*What you will do*.
Give the lines of the rows below as a numbered list, starting with the very first line and ending with the line that contains "column 348, row 48", both included. Leave out any blank lines.

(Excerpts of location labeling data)
= = = = =
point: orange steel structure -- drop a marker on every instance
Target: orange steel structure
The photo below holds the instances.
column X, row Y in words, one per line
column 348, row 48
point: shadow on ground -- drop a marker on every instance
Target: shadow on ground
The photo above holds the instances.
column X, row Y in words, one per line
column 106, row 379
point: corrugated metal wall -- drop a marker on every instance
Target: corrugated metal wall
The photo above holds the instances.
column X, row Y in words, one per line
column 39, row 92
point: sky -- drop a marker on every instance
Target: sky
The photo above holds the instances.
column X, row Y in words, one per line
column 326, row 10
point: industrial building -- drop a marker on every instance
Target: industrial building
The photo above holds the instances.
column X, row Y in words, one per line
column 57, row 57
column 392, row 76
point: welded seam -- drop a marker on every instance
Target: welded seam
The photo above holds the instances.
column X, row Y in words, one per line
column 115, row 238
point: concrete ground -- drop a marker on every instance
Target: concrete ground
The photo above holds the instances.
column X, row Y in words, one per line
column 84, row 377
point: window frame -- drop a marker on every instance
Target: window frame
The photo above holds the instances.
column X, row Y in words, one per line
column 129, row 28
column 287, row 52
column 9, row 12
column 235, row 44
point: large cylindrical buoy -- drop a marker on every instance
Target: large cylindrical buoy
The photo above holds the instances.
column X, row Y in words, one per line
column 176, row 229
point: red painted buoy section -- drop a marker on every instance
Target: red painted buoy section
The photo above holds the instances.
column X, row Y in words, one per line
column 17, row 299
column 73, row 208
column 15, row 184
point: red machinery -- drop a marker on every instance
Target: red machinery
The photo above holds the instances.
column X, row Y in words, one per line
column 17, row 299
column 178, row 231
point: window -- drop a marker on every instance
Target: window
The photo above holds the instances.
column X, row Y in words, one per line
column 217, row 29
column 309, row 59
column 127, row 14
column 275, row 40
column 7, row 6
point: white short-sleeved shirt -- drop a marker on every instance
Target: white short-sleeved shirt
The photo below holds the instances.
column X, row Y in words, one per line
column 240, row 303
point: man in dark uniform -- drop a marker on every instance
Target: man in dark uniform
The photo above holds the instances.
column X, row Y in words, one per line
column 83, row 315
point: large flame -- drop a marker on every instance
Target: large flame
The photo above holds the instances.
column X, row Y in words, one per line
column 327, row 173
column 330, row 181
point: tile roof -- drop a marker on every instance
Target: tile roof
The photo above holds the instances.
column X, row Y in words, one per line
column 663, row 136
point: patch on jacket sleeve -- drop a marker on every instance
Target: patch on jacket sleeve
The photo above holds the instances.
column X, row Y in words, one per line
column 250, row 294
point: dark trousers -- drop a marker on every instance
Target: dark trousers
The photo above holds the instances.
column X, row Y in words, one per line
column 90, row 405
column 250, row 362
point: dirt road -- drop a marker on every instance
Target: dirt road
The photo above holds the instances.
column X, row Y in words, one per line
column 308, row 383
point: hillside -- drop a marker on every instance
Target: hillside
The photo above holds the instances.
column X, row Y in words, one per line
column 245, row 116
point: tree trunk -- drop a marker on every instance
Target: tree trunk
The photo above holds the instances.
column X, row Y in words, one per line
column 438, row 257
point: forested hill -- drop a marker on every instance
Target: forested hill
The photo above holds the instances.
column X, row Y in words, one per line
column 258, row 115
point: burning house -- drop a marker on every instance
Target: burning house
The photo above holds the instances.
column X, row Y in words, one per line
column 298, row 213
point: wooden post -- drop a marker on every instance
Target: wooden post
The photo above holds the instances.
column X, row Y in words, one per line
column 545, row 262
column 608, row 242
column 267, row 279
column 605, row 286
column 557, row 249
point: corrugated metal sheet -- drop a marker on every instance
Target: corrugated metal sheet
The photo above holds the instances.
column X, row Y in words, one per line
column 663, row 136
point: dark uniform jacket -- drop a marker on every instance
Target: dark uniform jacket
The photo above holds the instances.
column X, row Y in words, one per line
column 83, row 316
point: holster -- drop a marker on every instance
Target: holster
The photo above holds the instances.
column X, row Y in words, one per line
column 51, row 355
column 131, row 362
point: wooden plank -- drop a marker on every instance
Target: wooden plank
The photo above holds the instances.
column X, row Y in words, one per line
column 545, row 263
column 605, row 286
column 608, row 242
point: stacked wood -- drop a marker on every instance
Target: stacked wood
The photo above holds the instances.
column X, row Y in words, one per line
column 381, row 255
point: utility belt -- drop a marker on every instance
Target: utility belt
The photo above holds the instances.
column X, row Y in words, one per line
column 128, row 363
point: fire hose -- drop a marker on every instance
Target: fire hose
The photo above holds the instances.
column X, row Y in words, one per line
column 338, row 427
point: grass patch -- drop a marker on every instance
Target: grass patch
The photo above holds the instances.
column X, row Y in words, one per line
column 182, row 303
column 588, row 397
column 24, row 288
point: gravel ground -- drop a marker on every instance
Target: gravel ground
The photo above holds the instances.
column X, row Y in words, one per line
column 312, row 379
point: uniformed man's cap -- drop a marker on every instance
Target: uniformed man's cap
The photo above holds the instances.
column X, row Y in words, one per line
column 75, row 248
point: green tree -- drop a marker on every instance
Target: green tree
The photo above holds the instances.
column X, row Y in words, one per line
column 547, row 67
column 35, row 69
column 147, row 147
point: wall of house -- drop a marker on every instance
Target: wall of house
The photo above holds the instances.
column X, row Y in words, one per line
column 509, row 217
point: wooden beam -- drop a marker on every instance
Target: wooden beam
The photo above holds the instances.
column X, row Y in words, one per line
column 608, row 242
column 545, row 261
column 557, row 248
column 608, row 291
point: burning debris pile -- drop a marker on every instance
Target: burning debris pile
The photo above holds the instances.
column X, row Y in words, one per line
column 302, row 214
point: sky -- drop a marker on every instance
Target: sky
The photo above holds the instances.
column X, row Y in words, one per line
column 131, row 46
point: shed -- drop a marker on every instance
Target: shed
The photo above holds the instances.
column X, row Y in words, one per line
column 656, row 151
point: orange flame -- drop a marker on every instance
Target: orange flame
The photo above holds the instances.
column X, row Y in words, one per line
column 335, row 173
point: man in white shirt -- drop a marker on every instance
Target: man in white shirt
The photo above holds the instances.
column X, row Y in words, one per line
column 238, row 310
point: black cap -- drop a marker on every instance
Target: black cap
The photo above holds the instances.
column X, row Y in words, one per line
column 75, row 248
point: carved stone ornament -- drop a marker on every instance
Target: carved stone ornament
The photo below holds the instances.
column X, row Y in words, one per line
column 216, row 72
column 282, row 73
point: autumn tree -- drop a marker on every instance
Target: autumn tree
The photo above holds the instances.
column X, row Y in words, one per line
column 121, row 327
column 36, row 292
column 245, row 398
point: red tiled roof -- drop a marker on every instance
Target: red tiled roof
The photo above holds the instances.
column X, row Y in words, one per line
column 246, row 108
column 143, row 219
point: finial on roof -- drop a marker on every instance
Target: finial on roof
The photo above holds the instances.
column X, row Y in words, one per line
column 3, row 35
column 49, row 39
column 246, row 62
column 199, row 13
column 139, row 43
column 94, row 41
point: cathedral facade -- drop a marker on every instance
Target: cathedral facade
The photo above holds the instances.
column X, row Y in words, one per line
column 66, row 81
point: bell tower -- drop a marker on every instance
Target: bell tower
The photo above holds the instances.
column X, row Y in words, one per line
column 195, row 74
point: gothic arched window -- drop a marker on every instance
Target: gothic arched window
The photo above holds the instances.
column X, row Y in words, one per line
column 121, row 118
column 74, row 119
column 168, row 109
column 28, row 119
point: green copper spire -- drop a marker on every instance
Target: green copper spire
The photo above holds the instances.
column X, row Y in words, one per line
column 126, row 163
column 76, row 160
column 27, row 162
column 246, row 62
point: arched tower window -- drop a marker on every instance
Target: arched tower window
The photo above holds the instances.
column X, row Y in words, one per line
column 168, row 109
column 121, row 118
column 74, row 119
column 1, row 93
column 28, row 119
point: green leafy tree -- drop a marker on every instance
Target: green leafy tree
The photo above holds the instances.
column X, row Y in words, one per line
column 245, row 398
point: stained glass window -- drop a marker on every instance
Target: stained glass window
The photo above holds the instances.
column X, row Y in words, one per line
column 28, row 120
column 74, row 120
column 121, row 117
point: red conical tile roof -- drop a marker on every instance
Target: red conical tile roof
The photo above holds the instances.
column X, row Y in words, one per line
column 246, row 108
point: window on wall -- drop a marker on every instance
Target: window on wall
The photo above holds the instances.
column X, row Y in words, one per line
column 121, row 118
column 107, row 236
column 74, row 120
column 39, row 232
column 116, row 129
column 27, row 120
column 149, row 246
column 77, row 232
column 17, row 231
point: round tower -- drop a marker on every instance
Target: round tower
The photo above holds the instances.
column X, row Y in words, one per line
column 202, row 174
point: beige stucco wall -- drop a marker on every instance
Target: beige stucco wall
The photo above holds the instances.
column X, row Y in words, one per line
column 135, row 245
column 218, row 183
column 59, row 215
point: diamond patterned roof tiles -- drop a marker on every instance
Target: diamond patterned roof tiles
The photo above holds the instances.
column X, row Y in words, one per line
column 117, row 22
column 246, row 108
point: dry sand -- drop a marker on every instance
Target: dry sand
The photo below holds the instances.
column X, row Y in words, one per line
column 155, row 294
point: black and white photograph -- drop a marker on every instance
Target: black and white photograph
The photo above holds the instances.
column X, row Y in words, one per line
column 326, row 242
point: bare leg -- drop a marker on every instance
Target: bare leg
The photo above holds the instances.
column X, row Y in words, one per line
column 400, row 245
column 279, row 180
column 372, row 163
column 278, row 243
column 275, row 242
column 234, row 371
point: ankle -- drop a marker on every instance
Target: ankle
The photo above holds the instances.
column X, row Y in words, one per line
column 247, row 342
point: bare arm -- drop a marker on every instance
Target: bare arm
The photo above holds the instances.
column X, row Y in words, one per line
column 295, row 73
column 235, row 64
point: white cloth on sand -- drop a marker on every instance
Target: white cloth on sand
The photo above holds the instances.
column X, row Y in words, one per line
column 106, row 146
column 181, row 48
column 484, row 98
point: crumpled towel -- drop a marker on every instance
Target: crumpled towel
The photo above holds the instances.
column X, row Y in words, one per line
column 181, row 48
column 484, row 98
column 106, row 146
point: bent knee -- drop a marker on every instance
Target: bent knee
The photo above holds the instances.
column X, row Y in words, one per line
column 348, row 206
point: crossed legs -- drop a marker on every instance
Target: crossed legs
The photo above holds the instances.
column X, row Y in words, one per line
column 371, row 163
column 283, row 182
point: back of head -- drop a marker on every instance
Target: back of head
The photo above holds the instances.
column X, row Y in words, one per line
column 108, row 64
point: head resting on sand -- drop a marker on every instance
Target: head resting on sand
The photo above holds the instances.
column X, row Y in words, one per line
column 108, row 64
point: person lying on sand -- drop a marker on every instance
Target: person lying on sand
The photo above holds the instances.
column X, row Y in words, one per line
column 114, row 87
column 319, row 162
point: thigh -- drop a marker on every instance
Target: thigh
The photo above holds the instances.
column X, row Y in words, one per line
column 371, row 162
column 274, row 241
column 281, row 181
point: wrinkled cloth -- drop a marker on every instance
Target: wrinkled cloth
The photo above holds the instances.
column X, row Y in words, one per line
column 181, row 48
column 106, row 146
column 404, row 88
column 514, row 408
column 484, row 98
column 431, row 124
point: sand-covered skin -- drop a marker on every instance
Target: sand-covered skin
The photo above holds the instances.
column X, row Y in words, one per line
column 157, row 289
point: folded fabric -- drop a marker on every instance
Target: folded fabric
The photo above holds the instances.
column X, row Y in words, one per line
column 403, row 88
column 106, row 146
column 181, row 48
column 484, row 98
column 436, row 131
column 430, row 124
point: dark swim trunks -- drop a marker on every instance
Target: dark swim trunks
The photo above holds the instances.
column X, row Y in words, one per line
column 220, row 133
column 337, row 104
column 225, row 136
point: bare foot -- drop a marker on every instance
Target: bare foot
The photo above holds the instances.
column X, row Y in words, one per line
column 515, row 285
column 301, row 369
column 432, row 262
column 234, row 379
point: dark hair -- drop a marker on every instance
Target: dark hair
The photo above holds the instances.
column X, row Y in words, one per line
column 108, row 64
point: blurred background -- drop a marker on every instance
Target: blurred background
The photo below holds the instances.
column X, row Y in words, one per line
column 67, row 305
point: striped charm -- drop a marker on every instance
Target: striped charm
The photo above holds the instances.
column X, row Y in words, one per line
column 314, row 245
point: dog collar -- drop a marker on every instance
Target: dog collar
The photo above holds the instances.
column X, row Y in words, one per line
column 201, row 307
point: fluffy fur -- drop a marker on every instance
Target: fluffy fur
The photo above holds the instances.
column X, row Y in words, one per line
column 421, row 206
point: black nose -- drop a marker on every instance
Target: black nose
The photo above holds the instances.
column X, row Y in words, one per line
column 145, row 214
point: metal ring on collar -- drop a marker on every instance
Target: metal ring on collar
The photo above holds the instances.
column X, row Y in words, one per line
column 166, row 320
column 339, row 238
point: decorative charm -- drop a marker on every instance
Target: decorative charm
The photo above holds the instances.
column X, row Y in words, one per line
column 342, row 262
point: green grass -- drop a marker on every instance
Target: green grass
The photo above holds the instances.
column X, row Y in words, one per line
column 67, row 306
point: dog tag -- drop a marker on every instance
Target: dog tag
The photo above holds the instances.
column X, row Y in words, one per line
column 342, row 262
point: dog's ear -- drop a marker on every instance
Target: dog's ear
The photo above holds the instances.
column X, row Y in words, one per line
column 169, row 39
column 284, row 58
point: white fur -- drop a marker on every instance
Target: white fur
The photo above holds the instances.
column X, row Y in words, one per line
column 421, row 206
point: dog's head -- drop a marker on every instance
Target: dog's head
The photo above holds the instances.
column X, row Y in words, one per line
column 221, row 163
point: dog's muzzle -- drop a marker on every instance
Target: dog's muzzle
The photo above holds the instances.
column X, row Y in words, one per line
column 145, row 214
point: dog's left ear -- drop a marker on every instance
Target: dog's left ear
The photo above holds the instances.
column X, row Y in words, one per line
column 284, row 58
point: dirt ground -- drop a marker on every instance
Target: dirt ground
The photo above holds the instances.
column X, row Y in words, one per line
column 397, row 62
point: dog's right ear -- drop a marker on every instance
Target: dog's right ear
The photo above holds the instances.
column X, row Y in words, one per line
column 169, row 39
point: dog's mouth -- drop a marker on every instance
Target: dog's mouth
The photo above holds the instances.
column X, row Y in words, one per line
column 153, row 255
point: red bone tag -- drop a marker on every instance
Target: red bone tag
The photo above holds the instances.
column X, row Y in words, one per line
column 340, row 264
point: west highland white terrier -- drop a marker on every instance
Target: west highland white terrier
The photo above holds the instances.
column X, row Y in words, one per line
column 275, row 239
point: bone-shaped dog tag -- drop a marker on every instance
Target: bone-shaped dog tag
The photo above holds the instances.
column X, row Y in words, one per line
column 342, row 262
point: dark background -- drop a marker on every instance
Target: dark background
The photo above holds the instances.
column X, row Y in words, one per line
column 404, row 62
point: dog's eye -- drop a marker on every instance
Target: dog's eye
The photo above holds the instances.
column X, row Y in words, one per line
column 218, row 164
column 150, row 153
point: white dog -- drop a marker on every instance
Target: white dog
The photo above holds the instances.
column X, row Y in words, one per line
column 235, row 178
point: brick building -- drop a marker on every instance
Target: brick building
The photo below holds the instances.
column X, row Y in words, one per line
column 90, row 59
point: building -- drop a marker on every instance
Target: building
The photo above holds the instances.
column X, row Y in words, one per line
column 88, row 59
= = = = =
*Final result*.
1. point: orange steel structure -- drop a marker on every instance
2. Target: orange steel structure
3. The photo below holds the instances.
4. column X, row Y in words, one per line
5. column 348, row 48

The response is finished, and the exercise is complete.